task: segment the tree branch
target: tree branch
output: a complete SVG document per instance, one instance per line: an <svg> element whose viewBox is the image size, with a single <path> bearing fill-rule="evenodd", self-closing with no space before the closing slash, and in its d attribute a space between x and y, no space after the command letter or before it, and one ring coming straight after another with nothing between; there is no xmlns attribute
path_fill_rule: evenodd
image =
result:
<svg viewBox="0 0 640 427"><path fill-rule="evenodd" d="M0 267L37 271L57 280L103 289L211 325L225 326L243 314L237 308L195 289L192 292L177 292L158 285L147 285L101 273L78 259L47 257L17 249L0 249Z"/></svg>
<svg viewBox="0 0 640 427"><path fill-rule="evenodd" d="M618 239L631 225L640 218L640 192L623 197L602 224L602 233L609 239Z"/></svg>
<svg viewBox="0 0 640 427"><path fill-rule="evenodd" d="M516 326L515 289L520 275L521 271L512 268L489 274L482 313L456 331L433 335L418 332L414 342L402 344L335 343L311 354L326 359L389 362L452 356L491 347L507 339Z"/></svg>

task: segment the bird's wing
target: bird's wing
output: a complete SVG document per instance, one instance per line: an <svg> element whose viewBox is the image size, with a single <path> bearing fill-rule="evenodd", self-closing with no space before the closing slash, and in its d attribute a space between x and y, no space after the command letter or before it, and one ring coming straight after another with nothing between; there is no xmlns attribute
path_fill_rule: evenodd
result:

-=-=-=-=-

» WHAT YOU WILL DO: Copy all of the rows above line for line, changing no character.

» OUTPUT FOR THIS TASK:
task: segment the tree branch
target: tree branch
output: a complete SVG document per instance, one instance per line: an <svg> element whose viewBox is the image size, with a single <path> bearing fill-rule="evenodd", self-closing with no space before the closing slash, and in its d attribute a space between x and y, no space after the command letter or before it, and one ring coming straight after another with nothing between; there is no xmlns attribute
path_fill_rule: evenodd
image =
result:
<svg viewBox="0 0 640 427"><path fill-rule="evenodd" d="M0 267L37 271L57 280L103 289L211 325L225 326L243 314L237 308L195 289L192 292L177 292L158 285L147 285L101 273L78 259L47 257L17 249L0 249Z"/></svg>
<svg viewBox="0 0 640 427"><path fill-rule="evenodd" d="M618 239L631 225L640 218L640 192L623 197L602 224L602 233L609 239Z"/></svg>
<svg viewBox="0 0 640 427"><path fill-rule="evenodd" d="M516 326L515 289L520 275L521 271L512 268L489 274L482 313L456 331L433 335L418 332L414 342L402 344L335 343L311 354L326 359L389 362L452 356L491 347L507 339Z"/></svg>

task: segment the bird's wing
target: bird's wing
output: a complete SVG document per instance, one instance per line: an <svg> element whose viewBox is the image size, with a single <path> bearing fill-rule="evenodd", self-closing with no space before the closing slash, and in its d attribute a space between x and y, no space after the command letter or before it, and one ring coming straight after another with nothing between; there is no xmlns attribute
path_fill_rule: evenodd
result:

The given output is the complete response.